>> START Records shown

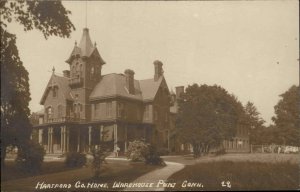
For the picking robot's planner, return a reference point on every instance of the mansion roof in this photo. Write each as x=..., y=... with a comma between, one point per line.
x=110, y=85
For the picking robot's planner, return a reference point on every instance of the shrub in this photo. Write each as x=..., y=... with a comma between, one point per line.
x=137, y=150
x=221, y=151
x=163, y=151
x=153, y=158
x=75, y=159
x=99, y=152
x=30, y=157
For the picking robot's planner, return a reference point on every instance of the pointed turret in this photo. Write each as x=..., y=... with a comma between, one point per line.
x=86, y=44
x=85, y=49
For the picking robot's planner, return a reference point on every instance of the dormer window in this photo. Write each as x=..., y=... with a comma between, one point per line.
x=92, y=72
x=80, y=70
x=54, y=92
x=49, y=113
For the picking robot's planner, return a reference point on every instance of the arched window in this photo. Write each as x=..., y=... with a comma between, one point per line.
x=54, y=91
x=92, y=72
x=49, y=113
x=59, y=111
x=73, y=71
x=80, y=70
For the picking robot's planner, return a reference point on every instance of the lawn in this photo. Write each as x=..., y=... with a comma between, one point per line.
x=115, y=170
x=229, y=175
x=10, y=171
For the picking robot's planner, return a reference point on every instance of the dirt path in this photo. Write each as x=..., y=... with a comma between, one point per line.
x=157, y=179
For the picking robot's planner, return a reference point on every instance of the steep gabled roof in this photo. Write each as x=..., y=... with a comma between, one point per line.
x=63, y=85
x=149, y=88
x=85, y=48
x=112, y=85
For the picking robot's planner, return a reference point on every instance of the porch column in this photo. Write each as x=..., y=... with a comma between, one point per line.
x=168, y=132
x=125, y=143
x=78, y=140
x=41, y=136
x=115, y=138
x=101, y=132
x=50, y=140
x=67, y=139
x=62, y=139
x=90, y=138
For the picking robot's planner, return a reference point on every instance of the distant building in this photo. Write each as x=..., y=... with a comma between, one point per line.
x=83, y=103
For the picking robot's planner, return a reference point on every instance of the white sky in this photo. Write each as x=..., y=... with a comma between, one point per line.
x=248, y=47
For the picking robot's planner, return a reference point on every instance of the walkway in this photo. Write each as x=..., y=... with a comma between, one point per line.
x=157, y=179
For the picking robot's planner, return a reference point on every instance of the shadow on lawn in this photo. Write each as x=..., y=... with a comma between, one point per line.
x=120, y=173
x=228, y=175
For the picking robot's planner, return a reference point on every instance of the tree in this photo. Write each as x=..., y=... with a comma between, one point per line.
x=207, y=115
x=51, y=18
x=254, y=122
x=287, y=117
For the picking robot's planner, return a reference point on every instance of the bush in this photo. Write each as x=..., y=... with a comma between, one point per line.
x=99, y=152
x=153, y=158
x=30, y=157
x=220, y=152
x=75, y=159
x=137, y=150
x=163, y=151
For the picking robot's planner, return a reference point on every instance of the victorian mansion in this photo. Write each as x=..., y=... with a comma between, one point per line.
x=83, y=103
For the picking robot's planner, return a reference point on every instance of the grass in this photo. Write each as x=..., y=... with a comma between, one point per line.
x=10, y=171
x=121, y=173
x=241, y=175
x=115, y=170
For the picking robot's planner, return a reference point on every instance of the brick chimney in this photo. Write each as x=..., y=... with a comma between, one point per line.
x=179, y=91
x=129, y=74
x=158, y=71
x=66, y=73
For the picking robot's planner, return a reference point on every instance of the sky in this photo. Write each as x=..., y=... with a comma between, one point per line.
x=251, y=48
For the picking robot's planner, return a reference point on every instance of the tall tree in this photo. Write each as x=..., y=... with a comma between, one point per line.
x=207, y=115
x=49, y=17
x=254, y=122
x=287, y=117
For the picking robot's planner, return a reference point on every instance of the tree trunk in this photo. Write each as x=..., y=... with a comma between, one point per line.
x=3, y=155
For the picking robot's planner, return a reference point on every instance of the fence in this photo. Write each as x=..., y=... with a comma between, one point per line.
x=274, y=149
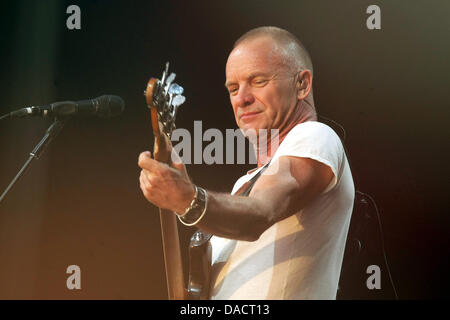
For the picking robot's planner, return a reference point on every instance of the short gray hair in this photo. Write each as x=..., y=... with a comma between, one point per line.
x=293, y=49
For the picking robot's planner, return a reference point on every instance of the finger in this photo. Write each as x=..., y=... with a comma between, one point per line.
x=176, y=161
x=146, y=162
x=144, y=180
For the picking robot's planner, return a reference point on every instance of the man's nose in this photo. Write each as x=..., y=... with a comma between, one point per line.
x=244, y=97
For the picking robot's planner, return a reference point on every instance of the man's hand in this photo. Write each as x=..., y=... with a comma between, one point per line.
x=167, y=187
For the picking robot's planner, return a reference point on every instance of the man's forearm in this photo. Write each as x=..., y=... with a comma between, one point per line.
x=235, y=217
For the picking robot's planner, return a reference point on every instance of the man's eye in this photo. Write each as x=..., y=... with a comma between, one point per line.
x=259, y=82
x=232, y=90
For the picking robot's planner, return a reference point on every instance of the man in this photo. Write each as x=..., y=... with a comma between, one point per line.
x=286, y=239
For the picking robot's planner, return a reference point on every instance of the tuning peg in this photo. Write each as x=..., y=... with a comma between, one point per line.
x=178, y=100
x=171, y=78
x=176, y=89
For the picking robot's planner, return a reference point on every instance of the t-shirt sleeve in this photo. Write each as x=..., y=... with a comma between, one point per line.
x=316, y=141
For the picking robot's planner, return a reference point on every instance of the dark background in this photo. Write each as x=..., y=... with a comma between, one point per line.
x=81, y=203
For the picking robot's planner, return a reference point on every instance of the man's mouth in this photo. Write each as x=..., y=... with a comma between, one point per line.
x=248, y=116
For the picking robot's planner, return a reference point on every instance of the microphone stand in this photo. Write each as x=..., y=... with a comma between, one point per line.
x=52, y=132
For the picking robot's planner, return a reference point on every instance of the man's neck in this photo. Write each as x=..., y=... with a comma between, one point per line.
x=274, y=141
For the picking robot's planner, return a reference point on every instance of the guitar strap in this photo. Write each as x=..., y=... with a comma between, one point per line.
x=206, y=236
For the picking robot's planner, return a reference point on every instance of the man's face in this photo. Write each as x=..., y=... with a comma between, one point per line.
x=262, y=88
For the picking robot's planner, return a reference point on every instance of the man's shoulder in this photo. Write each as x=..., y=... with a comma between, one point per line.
x=311, y=129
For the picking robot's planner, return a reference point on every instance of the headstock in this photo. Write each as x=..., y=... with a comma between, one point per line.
x=163, y=98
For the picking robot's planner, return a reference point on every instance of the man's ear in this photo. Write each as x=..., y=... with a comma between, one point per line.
x=304, y=84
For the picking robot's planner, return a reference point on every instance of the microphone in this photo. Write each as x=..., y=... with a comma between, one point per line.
x=104, y=106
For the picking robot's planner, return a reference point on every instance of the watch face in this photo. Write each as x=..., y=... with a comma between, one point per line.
x=197, y=208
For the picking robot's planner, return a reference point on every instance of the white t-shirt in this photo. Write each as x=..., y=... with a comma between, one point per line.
x=299, y=257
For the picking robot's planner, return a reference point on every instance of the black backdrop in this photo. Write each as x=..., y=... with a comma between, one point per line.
x=81, y=204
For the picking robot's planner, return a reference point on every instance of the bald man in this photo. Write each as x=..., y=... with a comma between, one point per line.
x=286, y=239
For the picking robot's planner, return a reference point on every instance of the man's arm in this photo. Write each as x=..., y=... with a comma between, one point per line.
x=275, y=195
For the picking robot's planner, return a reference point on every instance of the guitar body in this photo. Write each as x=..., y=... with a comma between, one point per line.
x=200, y=255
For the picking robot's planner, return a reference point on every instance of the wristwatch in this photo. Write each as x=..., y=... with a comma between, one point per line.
x=196, y=210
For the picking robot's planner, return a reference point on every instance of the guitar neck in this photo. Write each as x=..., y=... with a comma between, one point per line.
x=172, y=255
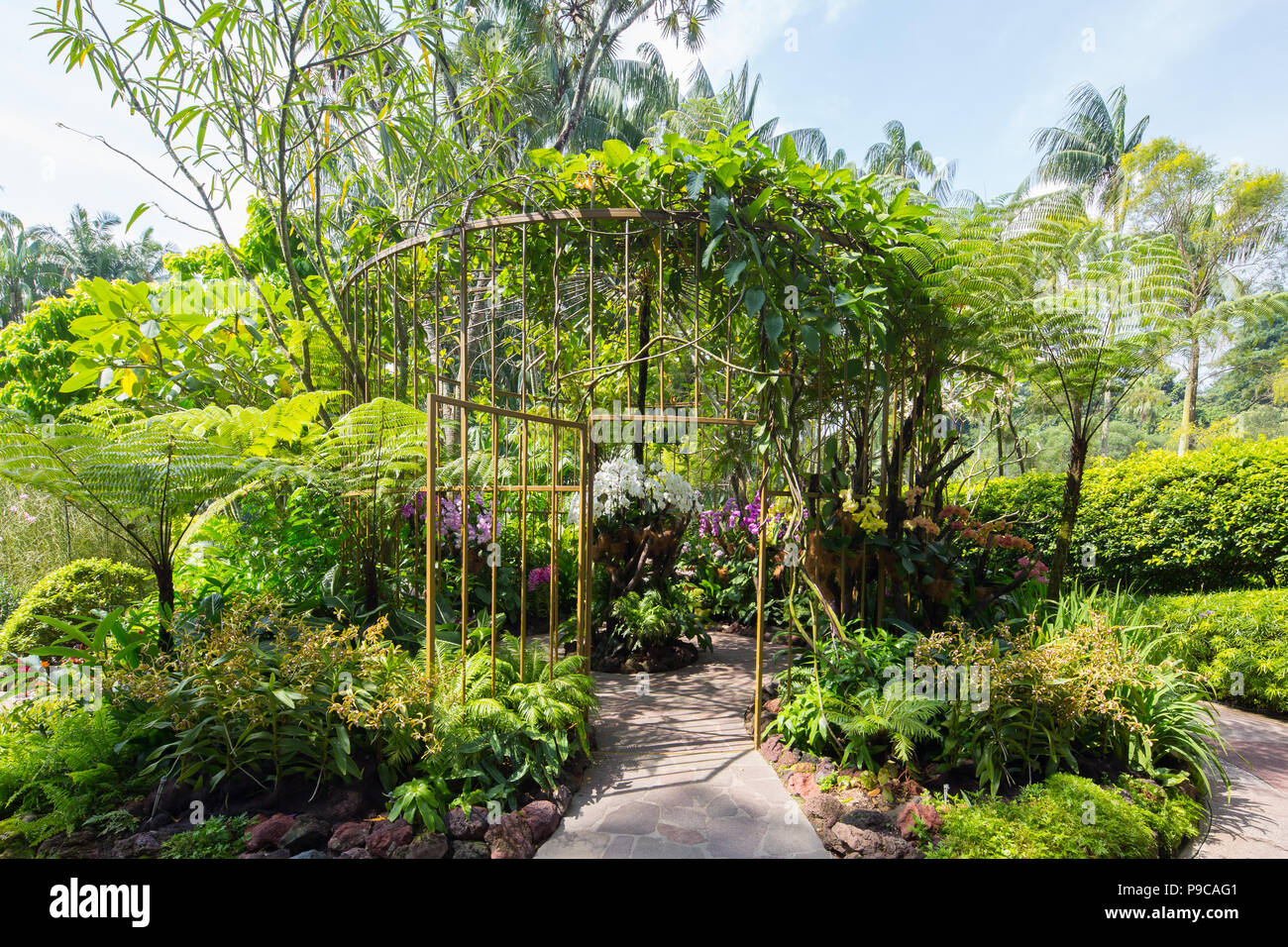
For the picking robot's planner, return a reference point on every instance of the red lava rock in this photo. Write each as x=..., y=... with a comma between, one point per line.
x=542, y=817
x=803, y=785
x=772, y=749
x=385, y=836
x=467, y=826
x=307, y=834
x=349, y=835
x=510, y=836
x=824, y=808
x=907, y=819
x=343, y=804
x=864, y=843
x=269, y=832
x=562, y=799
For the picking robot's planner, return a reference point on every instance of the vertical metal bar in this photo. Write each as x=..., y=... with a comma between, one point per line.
x=465, y=460
x=626, y=279
x=554, y=540
x=760, y=607
x=523, y=447
x=523, y=544
x=493, y=543
x=430, y=525
x=415, y=325
x=661, y=324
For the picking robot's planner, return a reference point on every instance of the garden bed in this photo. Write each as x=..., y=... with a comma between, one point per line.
x=346, y=821
x=888, y=814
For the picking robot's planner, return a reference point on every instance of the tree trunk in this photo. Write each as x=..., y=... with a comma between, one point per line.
x=1068, y=513
x=165, y=594
x=1104, y=429
x=14, y=303
x=1192, y=397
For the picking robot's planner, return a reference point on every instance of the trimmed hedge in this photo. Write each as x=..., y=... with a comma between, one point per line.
x=1237, y=641
x=1160, y=523
x=71, y=591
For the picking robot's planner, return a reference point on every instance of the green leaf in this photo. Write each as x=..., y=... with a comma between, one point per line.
x=809, y=335
x=773, y=326
x=717, y=210
x=733, y=269
x=81, y=379
x=617, y=153
x=695, y=184
x=136, y=215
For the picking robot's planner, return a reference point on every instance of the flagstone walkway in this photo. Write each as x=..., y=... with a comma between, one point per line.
x=675, y=775
x=1252, y=821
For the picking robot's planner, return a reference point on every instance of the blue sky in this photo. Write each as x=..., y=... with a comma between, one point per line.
x=971, y=80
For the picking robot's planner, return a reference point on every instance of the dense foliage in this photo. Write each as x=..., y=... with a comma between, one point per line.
x=1237, y=641
x=72, y=591
x=1211, y=519
x=1072, y=817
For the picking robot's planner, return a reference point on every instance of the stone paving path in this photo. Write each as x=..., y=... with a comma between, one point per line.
x=675, y=775
x=1252, y=822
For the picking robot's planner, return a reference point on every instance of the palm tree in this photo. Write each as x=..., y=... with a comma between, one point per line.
x=568, y=84
x=88, y=249
x=896, y=158
x=26, y=270
x=1087, y=151
x=1087, y=154
x=702, y=110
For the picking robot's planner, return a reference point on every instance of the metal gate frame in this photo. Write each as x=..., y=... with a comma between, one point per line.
x=583, y=489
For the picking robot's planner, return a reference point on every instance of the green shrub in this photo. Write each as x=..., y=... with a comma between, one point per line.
x=215, y=838
x=1237, y=641
x=1211, y=519
x=39, y=534
x=71, y=591
x=1065, y=817
x=63, y=763
x=1016, y=703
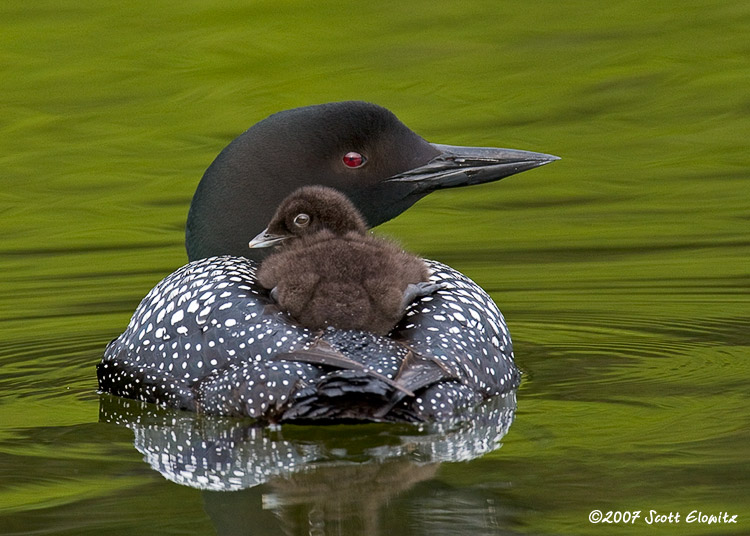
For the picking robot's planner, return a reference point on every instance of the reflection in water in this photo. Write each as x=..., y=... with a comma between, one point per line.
x=308, y=479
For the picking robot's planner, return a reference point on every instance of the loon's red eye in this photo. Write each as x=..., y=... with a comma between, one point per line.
x=354, y=159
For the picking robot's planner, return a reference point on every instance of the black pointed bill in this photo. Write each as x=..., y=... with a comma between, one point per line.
x=266, y=239
x=463, y=166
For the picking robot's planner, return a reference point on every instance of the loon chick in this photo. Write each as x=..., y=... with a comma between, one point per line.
x=202, y=338
x=331, y=271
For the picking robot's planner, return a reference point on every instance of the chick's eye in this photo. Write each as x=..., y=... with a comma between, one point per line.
x=301, y=220
x=354, y=159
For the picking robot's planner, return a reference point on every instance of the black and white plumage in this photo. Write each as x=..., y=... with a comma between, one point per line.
x=205, y=339
x=202, y=340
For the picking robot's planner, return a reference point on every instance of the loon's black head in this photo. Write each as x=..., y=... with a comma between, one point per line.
x=310, y=210
x=358, y=148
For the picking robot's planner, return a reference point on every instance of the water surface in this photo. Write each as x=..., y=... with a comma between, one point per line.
x=622, y=269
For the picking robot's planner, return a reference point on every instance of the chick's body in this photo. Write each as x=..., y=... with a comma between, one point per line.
x=350, y=281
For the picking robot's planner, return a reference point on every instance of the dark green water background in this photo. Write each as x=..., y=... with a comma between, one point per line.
x=623, y=269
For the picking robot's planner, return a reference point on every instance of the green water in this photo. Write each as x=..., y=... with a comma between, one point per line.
x=623, y=269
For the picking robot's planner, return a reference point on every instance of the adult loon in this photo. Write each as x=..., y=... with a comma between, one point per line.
x=204, y=339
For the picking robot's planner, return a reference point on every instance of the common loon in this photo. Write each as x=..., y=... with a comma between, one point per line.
x=331, y=271
x=204, y=339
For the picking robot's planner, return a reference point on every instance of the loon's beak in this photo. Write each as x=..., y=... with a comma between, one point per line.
x=266, y=239
x=463, y=166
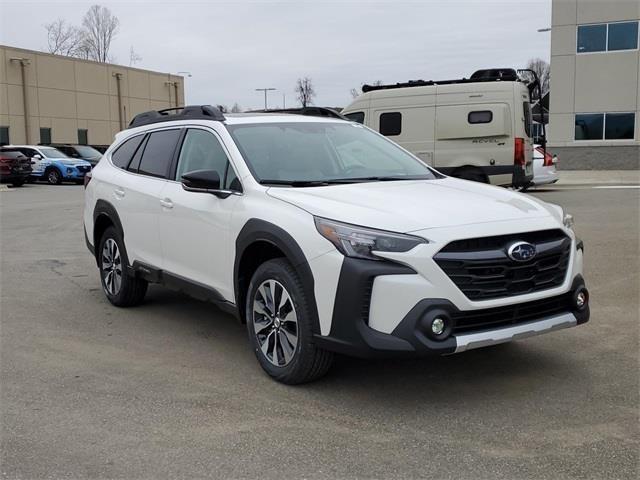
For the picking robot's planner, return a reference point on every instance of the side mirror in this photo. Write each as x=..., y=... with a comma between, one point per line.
x=204, y=181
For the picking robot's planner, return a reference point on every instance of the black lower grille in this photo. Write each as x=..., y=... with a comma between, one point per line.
x=498, y=317
x=482, y=270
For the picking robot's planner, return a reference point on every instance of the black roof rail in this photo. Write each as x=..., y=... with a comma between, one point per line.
x=309, y=111
x=488, y=75
x=190, y=112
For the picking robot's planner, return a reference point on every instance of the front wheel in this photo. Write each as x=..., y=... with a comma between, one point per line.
x=121, y=289
x=279, y=324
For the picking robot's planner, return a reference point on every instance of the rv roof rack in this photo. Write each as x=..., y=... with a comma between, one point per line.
x=190, y=112
x=488, y=75
x=309, y=111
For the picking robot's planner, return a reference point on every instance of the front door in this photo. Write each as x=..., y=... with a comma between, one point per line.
x=195, y=227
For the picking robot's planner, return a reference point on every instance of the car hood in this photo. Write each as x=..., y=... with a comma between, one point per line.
x=406, y=206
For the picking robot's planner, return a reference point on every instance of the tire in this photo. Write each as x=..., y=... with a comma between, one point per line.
x=287, y=360
x=53, y=176
x=121, y=289
x=472, y=174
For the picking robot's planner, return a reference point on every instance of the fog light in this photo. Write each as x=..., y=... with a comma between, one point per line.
x=437, y=326
x=581, y=299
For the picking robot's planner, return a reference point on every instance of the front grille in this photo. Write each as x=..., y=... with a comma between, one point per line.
x=482, y=270
x=500, y=317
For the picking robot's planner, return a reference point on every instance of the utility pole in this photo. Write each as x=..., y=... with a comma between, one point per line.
x=265, y=90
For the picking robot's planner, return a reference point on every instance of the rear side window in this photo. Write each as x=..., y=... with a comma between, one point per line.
x=391, y=123
x=122, y=156
x=481, y=116
x=356, y=117
x=158, y=153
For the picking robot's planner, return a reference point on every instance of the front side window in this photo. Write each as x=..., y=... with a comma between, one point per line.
x=322, y=152
x=391, y=124
x=619, y=126
x=158, y=153
x=201, y=150
x=623, y=36
x=589, y=126
x=592, y=38
x=356, y=117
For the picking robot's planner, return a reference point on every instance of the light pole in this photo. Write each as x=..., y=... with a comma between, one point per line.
x=265, y=90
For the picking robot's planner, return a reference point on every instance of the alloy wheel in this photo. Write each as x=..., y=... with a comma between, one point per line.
x=111, y=267
x=275, y=322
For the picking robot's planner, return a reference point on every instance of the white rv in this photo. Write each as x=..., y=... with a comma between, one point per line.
x=478, y=128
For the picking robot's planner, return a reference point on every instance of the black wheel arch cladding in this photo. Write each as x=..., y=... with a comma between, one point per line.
x=256, y=230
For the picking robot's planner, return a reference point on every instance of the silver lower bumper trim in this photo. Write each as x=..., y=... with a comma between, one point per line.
x=502, y=335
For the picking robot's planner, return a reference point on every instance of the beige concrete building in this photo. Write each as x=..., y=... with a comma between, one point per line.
x=594, y=120
x=69, y=100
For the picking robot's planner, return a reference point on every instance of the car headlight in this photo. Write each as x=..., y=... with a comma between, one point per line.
x=361, y=242
x=568, y=220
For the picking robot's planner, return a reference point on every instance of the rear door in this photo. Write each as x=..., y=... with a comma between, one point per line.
x=195, y=227
x=136, y=189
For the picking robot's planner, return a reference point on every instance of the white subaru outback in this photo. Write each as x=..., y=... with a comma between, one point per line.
x=324, y=237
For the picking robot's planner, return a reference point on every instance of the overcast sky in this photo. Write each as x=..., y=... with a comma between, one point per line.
x=232, y=48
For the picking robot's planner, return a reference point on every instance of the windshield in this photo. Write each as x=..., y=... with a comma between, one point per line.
x=87, y=152
x=51, y=152
x=323, y=152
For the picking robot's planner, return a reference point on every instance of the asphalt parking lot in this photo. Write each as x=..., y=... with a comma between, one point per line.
x=171, y=388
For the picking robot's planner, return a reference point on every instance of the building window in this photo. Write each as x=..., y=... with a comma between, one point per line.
x=4, y=136
x=605, y=126
x=356, y=117
x=83, y=136
x=592, y=38
x=623, y=36
x=391, y=123
x=481, y=116
x=605, y=37
x=45, y=136
x=619, y=126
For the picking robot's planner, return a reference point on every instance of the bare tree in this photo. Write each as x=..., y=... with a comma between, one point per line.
x=133, y=57
x=543, y=70
x=63, y=39
x=100, y=27
x=305, y=91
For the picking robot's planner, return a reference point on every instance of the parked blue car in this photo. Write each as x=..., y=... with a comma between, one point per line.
x=53, y=166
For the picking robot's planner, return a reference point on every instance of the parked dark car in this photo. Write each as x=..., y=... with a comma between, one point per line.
x=83, y=152
x=15, y=168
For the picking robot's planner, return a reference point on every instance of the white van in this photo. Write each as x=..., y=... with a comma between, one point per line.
x=477, y=128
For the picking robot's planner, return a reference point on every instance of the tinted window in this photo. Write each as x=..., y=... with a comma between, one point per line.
x=45, y=136
x=619, y=126
x=391, y=123
x=592, y=38
x=623, y=36
x=589, y=126
x=356, y=117
x=482, y=116
x=201, y=150
x=122, y=156
x=158, y=153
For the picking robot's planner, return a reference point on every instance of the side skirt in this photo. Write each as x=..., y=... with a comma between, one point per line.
x=180, y=284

>> END Records shown

**Task statement:** Please arrange the lines of the records between the line holding "of the vertical" and the line holding "x=415, y=325", inclusive, as a Markdown table with the columns Row and Line, numbering each row and omitting blank lines.

**Final answer:**
| Row | Line |
|---|---|
| 1 | For the picking robot's planner, return a reference point on every instance of the vertical metal bar in this photo. Write each as x=..., y=... with a comma between, one point per line. |
| 2 | x=465, y=460 |
| 3 | x=626, y=279 |
| 4 | x=554, y=540 |
| 5 | x=760, y=607 |
| 6 | x=523, y=447 |
| 7 | x=523, y=544 |
| 8 | x=493, y=543 |
| 9 | x=430, y=525 |
| 10 | x=415, y=325 |